WORK TO BE COMPLETED: Exactly the lines from the one containing "Would you mind marking the stone" through the end of the data below are to be reproduced, and nothing besides them.

[Natural language region descriptions]
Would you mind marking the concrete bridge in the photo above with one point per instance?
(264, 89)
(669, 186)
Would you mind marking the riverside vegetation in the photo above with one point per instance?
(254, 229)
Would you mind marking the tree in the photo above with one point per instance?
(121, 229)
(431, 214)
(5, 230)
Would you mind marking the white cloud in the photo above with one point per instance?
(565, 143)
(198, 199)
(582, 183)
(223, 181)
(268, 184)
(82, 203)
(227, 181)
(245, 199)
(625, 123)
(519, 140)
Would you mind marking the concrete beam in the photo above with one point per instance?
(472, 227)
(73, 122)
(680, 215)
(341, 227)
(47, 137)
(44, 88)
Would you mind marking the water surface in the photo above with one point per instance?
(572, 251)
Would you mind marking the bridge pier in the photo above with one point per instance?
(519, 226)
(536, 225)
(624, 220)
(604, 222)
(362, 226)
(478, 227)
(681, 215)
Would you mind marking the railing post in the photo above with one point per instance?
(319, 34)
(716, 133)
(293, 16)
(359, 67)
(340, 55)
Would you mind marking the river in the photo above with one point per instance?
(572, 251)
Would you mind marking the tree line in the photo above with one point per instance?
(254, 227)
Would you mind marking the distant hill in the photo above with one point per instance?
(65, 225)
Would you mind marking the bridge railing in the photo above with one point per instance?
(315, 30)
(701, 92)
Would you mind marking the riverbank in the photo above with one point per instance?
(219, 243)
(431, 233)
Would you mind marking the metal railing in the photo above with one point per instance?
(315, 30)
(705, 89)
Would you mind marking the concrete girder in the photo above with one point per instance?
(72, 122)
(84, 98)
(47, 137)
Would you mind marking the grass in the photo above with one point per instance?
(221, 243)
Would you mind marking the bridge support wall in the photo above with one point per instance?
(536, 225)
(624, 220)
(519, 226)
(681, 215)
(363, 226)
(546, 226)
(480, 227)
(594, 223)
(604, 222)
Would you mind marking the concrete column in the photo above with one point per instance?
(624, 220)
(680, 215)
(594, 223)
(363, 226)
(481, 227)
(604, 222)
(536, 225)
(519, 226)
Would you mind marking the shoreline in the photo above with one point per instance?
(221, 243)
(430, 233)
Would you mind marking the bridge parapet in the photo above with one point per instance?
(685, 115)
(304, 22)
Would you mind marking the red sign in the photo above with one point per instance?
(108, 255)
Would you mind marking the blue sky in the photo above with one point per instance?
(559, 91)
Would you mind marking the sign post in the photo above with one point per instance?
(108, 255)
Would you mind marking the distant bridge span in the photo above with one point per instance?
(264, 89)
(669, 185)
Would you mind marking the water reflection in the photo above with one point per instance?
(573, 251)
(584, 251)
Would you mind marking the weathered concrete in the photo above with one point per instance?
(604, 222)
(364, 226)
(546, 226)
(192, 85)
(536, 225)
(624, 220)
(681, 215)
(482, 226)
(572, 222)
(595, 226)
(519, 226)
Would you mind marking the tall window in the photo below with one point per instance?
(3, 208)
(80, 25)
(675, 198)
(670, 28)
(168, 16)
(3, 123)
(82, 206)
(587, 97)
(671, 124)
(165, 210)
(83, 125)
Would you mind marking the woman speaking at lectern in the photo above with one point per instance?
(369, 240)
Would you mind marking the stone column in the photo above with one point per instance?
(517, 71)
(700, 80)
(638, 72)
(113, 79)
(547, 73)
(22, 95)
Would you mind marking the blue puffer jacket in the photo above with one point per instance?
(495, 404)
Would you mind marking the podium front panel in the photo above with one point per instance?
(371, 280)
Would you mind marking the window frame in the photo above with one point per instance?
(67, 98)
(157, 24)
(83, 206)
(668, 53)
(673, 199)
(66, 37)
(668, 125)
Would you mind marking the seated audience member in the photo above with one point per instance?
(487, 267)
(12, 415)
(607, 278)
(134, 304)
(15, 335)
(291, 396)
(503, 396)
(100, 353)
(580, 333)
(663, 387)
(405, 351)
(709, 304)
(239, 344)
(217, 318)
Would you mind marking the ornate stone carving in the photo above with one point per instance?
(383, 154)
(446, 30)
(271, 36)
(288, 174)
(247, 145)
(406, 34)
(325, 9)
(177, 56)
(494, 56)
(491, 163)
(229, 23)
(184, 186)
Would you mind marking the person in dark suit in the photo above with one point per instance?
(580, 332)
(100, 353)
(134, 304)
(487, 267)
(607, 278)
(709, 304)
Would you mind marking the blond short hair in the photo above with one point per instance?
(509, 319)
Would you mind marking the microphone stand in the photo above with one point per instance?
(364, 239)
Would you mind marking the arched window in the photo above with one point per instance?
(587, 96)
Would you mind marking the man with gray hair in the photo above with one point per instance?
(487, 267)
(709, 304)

ANSWER SECTION:
Would you mind marking the stone column in the photo above with one point per instance?
(517, 71)
(700, 80)
(638, 72)
(113, 79)
(547, 73)
(22, 95)
Would you mind marking the blue puffer jacket in the photo above with one point per instance?
(495, 404)
Would you mind marking the podium front panel in the photo above with one point per instance?
(371, 280)
Would you mind marking the window frame in the photo above with one point per instance?
(67, 98)
(157, 24)
(83, 206)
(668, 53)
(673, 199)
(66, 37)
(668, 125)
Would you mind marking the seated audience member in the photo above with one point per instance?
(487, 267)
(12, 415)
(607, 278)
(134, 304)
(15, 335)
(291, 396)
(503, 396)
(100, 353)
(580, 333)
(663, 387)
(405, 351)
(709, 304)
(239, 344)
(217, 318)
Would you mind marking the ornate stone carving in the photo above with one point per instance?
(383, 154)
(446, 30)
(271, 36)
(288, 174)
(247, 145)
(406, 34)
(325, 9)
(177, 56)
(494, 56)
(491, 163)
(229, 23)
(184, 186)
Would you mind marking the person in dark suit in the photo above with one point per instance?
(580, 332)
(100, 353)
(134, 304)
(487, 267)
(607, 278)
(709, 304)
Would you mind marking the blond short hair in the photo above with one point per instance?
(509, 319)
Would you mind marking the microphone stand in the photo above with one point per instance?
(364, 239)
Would you mind marking the arched window in the photo above with one point per instance?
(587, 96)
Would you mind marking the man with gray hair in the photo above with one point per instance?
(487, 267)
(709, 304)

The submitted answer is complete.